◆ Source document:
╔══
When it comes to religious, pagan celebrations most people are familiar with the eight holy days or sabbats that comprise the Wheel of the Year, such as Lugnasadh. In the Northern Tradition, we do not call these celebrations sabbats. Instead, based on words (like the Old Norse hátíðir) used to describe the most holy of these celebrations (like Yule) as high tides, we tend to call the various religious celebrations we recognize today as holy tides (since not all of the holy tides are considered high tides).
Since we practitioners of the Northern Tradition are dealing with a general umbrella culture that existed in vast plurality we look to ancient Germanic, Scandinavian (Norse, Icelandic, Swedish, Danish, etc.) and Anglo-Saxon sources. It is important to understand that these ancient cultures reckoned time in different ways in comparison to one another or to the modern world. They existed in different latitudes, lived amongst different types of geography with unique climate conditions that affected the local agricultural cycle. This means that sometimes the timing between when one group would celebrate and another would celebrate a similar type of holy tide could be several weeks apart.
╚══
◆ Instructions to follow:
Copy the passage on Northern Tradition holy tides between "When it comes" and "considered high tides).", inclusive, and substitute "festivals" for "sabbats" wherever it appears.

Entries from an annotation dataset
╔══
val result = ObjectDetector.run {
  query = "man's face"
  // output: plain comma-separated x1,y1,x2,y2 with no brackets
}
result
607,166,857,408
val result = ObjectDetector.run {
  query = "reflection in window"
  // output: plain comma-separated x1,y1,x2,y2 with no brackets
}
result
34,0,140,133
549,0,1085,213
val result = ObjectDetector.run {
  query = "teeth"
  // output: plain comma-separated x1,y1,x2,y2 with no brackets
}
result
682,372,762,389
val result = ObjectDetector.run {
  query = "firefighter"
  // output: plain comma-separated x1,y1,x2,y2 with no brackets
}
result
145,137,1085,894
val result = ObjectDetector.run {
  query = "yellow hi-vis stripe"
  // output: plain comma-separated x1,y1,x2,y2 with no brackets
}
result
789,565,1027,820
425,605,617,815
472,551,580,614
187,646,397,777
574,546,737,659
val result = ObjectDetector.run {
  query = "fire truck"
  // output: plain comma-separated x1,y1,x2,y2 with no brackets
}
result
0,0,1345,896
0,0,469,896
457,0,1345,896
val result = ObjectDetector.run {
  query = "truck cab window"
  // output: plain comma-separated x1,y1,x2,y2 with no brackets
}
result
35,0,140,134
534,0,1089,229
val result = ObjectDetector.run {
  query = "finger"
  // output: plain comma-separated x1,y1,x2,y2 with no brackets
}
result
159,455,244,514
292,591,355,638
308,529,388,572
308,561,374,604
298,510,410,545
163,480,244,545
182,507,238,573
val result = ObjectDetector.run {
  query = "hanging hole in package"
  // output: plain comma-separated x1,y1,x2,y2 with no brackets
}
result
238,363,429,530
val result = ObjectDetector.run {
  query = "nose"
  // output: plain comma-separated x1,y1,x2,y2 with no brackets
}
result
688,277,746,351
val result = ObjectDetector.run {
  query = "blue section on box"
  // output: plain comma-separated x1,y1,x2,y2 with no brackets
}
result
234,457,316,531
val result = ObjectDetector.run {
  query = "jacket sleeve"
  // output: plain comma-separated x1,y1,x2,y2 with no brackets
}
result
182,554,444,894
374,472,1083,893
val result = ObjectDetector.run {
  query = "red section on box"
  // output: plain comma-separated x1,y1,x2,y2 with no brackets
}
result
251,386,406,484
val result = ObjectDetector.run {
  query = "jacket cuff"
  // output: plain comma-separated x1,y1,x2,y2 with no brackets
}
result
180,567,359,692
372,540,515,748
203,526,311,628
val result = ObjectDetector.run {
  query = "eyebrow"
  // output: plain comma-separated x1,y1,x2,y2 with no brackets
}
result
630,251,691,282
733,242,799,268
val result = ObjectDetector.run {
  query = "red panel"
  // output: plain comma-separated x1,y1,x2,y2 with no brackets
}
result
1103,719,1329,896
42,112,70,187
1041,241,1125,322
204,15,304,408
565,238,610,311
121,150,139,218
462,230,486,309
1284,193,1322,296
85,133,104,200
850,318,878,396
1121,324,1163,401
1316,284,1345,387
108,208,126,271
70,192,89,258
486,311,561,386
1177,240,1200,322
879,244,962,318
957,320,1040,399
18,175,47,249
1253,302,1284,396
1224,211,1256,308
╚══
◆ Exercise response:
When it comes to religious, pagan celebrations most people are familiar with the eight holy days or festivals that comprise the Wheel of the Year, such as Lugnasadh. In the Northern Tradition, we do not call these celebrations festivals. Instead, based on words (like the Old Norse hátíðir) used to describe the most holy of these celebrations (like Yule) as high tides, we tend to call the various religious celebrations we recognize today as holy tides (since not all of the holy tides are considered high tides).